Below are some records; reproduce them exactly.
--------------------------------------------------
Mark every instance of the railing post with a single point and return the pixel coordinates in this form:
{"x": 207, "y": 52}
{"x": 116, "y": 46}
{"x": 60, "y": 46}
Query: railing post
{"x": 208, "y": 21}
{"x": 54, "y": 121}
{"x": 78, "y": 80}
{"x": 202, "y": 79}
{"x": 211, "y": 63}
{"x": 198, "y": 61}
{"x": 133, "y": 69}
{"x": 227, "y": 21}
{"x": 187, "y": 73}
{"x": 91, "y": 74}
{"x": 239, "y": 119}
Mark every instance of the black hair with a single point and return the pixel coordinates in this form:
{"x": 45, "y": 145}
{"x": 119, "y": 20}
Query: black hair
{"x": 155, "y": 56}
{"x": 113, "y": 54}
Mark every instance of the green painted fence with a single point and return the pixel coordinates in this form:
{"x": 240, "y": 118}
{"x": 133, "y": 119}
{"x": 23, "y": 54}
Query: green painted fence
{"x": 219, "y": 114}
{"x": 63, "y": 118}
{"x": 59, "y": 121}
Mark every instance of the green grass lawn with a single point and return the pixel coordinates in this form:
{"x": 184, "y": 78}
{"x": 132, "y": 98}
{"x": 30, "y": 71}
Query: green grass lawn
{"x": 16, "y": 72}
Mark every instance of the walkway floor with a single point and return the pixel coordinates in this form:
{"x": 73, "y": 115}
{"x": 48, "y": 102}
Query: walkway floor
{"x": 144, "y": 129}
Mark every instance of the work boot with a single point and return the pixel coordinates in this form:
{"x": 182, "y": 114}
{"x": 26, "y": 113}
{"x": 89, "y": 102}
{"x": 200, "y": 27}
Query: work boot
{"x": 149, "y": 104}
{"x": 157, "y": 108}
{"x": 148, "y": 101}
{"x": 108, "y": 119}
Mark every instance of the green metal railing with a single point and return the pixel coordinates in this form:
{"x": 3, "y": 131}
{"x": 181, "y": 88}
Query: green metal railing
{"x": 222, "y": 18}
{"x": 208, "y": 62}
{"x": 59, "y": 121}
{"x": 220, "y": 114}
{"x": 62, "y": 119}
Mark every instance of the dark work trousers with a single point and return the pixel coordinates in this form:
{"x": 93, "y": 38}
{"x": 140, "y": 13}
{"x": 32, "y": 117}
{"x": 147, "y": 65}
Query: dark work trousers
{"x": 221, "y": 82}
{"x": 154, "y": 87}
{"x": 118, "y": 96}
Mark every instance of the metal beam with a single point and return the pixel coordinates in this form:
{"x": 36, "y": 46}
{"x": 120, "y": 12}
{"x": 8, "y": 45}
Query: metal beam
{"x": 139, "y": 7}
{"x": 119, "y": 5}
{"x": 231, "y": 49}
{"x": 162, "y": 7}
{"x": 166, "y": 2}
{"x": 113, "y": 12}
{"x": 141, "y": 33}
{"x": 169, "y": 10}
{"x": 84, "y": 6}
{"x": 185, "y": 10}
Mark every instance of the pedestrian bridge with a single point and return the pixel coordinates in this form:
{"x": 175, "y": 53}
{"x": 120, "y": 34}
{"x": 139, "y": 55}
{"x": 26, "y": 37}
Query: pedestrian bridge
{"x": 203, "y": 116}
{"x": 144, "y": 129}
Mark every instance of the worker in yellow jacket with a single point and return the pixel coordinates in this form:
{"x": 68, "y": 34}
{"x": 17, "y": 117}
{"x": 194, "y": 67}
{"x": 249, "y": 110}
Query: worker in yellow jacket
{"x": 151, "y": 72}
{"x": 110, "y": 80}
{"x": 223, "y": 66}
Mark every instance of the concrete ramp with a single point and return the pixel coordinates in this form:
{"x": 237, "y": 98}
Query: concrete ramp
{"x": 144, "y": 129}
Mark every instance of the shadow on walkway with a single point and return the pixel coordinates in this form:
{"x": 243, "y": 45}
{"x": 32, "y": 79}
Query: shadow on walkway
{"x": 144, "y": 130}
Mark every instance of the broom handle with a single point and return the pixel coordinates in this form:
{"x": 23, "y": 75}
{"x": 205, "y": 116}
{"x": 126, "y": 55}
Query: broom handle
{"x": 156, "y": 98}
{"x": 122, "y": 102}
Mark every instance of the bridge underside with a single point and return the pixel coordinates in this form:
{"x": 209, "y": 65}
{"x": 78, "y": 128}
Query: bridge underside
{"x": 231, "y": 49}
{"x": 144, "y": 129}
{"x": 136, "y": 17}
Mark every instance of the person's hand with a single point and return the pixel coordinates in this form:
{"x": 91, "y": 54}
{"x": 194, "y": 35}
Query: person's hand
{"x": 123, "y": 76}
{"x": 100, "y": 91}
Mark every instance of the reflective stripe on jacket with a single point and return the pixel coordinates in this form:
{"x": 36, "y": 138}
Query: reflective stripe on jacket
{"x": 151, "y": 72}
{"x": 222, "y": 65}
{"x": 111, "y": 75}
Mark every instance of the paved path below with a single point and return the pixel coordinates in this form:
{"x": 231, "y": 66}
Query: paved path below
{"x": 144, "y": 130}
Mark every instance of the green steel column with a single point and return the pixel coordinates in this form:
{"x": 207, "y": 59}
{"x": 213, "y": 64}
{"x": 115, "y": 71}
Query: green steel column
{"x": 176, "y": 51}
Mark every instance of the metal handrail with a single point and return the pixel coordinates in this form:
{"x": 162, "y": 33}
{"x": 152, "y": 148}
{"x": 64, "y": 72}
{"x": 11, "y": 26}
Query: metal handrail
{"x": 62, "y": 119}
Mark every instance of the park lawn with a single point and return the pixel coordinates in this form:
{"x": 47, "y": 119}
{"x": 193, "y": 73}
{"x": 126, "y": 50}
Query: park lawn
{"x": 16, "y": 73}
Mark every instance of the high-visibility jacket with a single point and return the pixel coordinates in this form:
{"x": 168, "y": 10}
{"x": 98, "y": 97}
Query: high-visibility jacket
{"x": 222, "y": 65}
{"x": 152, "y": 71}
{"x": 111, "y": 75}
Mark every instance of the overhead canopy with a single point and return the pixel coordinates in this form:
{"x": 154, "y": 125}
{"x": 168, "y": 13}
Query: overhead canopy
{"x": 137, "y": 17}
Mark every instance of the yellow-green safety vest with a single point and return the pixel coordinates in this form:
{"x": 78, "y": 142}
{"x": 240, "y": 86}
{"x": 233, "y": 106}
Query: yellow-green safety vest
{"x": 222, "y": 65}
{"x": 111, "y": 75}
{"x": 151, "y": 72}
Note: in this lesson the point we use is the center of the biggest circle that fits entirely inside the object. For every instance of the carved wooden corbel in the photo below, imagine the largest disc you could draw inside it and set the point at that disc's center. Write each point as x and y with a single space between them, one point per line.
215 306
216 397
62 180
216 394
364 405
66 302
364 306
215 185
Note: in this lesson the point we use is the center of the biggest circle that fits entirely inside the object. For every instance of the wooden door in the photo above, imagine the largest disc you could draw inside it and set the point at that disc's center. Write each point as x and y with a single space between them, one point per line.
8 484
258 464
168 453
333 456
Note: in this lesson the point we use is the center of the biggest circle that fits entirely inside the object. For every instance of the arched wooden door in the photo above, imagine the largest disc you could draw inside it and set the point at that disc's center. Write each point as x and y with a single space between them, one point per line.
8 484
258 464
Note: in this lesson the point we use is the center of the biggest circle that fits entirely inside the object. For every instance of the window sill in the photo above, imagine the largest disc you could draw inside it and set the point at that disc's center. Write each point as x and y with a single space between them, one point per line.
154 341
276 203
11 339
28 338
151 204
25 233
--------------------------------------------------
> _SOLUTION_
Mark every instance of the railing post with a single point and return the pixel coordinates in this form:
{"x": 207, "y": 52}
{"x": 116, "y": 46}
{"x": 60, "y": 46}
Query: railing post
{"x": 208, "y": 21}
{"x": 54, "y": 121}
{"x": 78, "y": 80}
{"x": 202, "y": 79}
{"x": 211, "y": 63}
{"x": 198, "y": 61}
{"x": 133, "y": 69}
{"x": 227, "y": 21}
{"x": 187, "y": 73}
{"x": 91, "y": 74}
{"x": 239, "y": 119}
Mark every instance of the black hair with a single point and return the pixel coordinates in this form:
{"x": 45, "y": 145}
{"x": 119, "y": 20}
Query: black hair
{"x": 155, "y": 56}
{"x": 113, "y": 54}
Mark every instance of the green painted fence with a single point and return the pixel coordinates in this form:
{"x": 240, "y": 118}
{"x": 133, "y": 119}
{"x": 23, "y": 54}
Query: green painted fence
{"x": 219, "y": 114}
{"x": 63, "y": 118}
{"x": 59, "y": 121}
Mark every instance of the green grass lawn with a single point and return the pixel coordinates in this form:
{"x": 184, "y": 78}
{"x": 132, "y": 98}
{"x": 30, "y": 71}
Query: green grass lawn
{"x": 16, "y": 72}
Mark every instance of the walkway floor with a single point and return the pixel coordinates in this form:
{"x": 73, "y": 115}
{"x": 48, "y": 102}
Query: walkway floor
{"x": 144, "y": 129}
Mark every instance of the work boot with a single point and return the pixel coordinates in this form:
{"x": 182, "y": 114}
{"x": 26, "y": 113}
{"x": 89, "y": 102}
{"x": 200, "y": 27}
Query: work boot
{"x": 149, "y": 104}
{"x": 157, "y": 108}
{"x": 148, "y": 101}
{"x": 108, "y": 119}
Mark every instance of the green metal railing with a single point and return the pixel coordinates in this form:
{"x": 3, "y": 131}
{"x": 181, "y": 88}
Query: green metal railing
{"x": 222, "y": 18}
{"x": 208, "y": 62}
{"x": 59, "y": 121}
{"x": 220, "y": 114}
{"x": 62, "y": 119}
Mark every instance of the dark work trousers with a single point and return the pixel coordinates in this form:
{"x": 93, "y": 38}
{"x": 140, "y": 13}
{"x": 32, "y": 117}
{"x": 147, "y": 65}
Query: dark work trousers
{"x": 221, "y": 82}
{"x": 154, "y": 87}
{"x": 118, "y": 96}
Mark every instance of the metal beam with a single point and return the pixel coordinates in this form:
{"x": 36, "y": 46}
{"x": 120, "y": 12}
{"x": 8, "y": 45}
Query: metal beam
{"x": 139, "y": 7}
{"x": 119, "y": 5}
{"x": 231, "y": 49}
{"x": 162, "y": 7}
{"x": 166, "y": 2}
{"x": 113, "y": 12}
{"x": 141, "y": 33}
{"x": 169, "y": 10}
{"x": 84, "y": 6}
{"x": 185, "y": 10}
Mark every instance of the pedestrian bridge with a single point and return the pixel coordinates in this form:
{"x": 175, "y": 53}
{"x": 120, "y": 34}
{"x": 139, "y": 55}
{"x": 26, "y": 37}
Query: pedestrian bridge
{"x": 203, "y": 116}
{"x": 144, "y": 129}
Mark every instance of the worker in yellow jacket with a single point and return the pixel coordinates in this form:
{"x": 68, "y": 34}
{"x": 17, "y": 117}
{"x": 194, "y": 67}
{"x": 249, "y": 110}
Query: worker in yellow jacket
{"x": 151, "y": 72}
{"x": 110, "y": 80}
{"x": 223, "y": 66}
Mark every instance of the concrete ramp with a single point and return the pixel coordinates in this form:
{"x": 237, "y": 98}
Query: concrete ramp
{"x": 144, "y": 129}
Mark every instance of the shadow on walkway with a single point and return the pixel coordinates in this form:
{"x": 243, "y": 45}
{"x": 32, "y": 79}
Query: shadow on walkway
{"x": 144, "y": 130}
Mark every instance of the broom handle with a single point and return the pixel coordinates in this form:
{"x": 23, "y": 75}
{"x": 205, "y": 116}
{"x": 126, "y": 55}
Query: broom handle
{"x": 156, "y": 98}
{"x": 122, "y": 102}
Mark every instance of the bridge underside with a single point and return the pixel coordinates in this form:
{"x": 209, "y": 65}
{"x": 78, "y": 128}
Query: bridge underside
{"x": 231, "y": 49}
{"x": 144, "y": 129}
{"x": 136, "y": 17}
Mark every instance of the person's hand with a single point and return the pixel coordinates in this form:
{"x": 91, "y": 54}
{"x": 194, "y": 35}
Query: person's hand
{"x": 123, "y": 76}
{"x": 100, "y": 91}
Mark every instance of the reflective stripe on jacket with a single point and return the pixel coordinates in this form:
{"x": 36, "y": 138}
Query: reflective stripe on jacket
{"x": 151, "y": 72}
{"x": 222, "y": 65}
{"x": 111, "y": 75}
Mark every instance of the paved path below with a single point and return the pixel coordinates in this form:
{"x": 231, "y": 66}
Query: paved path below
{"x": 144, "y": 130}
Mark every instance of the green steel column with a single point and return the pixel coordinates in this form:
{"x": 207, "y": 59}
{"x": 213, "y": 64}
{"x": 115, "y": 71}
Query: green steel column
{"x": 176, "y": 51}
Mark every instance of the metal handrail with a single point and return the pixel coordinates in this form:
{"x": 162, "y": 33}
{"x": 152, "y": 148}
{"x": 64, "y": 72}
{"x": 11, "y": 26}
Query: metal handrail
{"x": 62, "y": 119}
Mark every instance of the park lawn with a single point and return the pixel coordinates in this form:
{"x": 47, "y": 119}
{"x": 193, "y": 73}
{"x": 126, "y": 50}
Query: park lawn
{"x": 16, "y": 73}
Mark every instance of the high-visibility jacket with a single point and return the pixel coordinates in this form:
{"x": 168, "y": 10}
{"x": 98, "y": 97}
Query: high-visibility jacket
{"x": 222, "y": 65}
{"x": 152, "y": 71}
{"x": 111, "y": 75}
Mark every instance of the overhead canopy with a single point and return the pixel coordinates in this form:
{"x": 154, "y": 125}
{"x": 168, "y": 13}
Query: overhead canopy
{"x": 137, "y": 17}
Mark every instance of the yellow-green safety vest with a single point and return the pixel coordinates in this form:
{"x": 78, "y": 142}
{"x": 240, "y": 86}
{"x": 233, "y": 106}
Query: yellow-green safety vest
{"x": 222, "y": 65}
{"x": 111, "y": 75}
{"x": 151, "y": 72}
Note: in this lesson the point we use is the center of the biggest circle that fits entirely inside the object. For every instance of the carved wooden corbel in the photo below, imagine the largest disc you could draw inside it and set the point at that disc's center. Write each point as x and y with a single space between them, one point per line.
215 306
216 397
62 180
216 394
364 405
66 302
364 306
215 185
Note: in this lesson the point we use is the center of the biggest circle that fits entirely inside the object. For every instance of the wooden door in the photo above, imagine the largest disc you could draw inside it and set the point at that disc's center. Write each point as x and y with a single space between them, one point per line.
8 484
258 464
168 453
333 456
Note: in this lesson the point we use is the center of the biggest circle that fits entirely inside the object. For every instance of the arched wooden door in the photo above, imagine the largest disc you could draw inside it and set the point at that disc's center. Write each point as x and y with a single space between them, one point per line.
8 484
258 464
Note: in this lesson the point we use is the center of the biggest circle that fits entirely inside the object. For every instance of the window sill in the photo above, imagine the largest disc you could draw inside it and set the point at that disc's center. Write each point as x and y with a single space between them, one point per line.
154 341
276 203
11 339
28 338
151 204
25 233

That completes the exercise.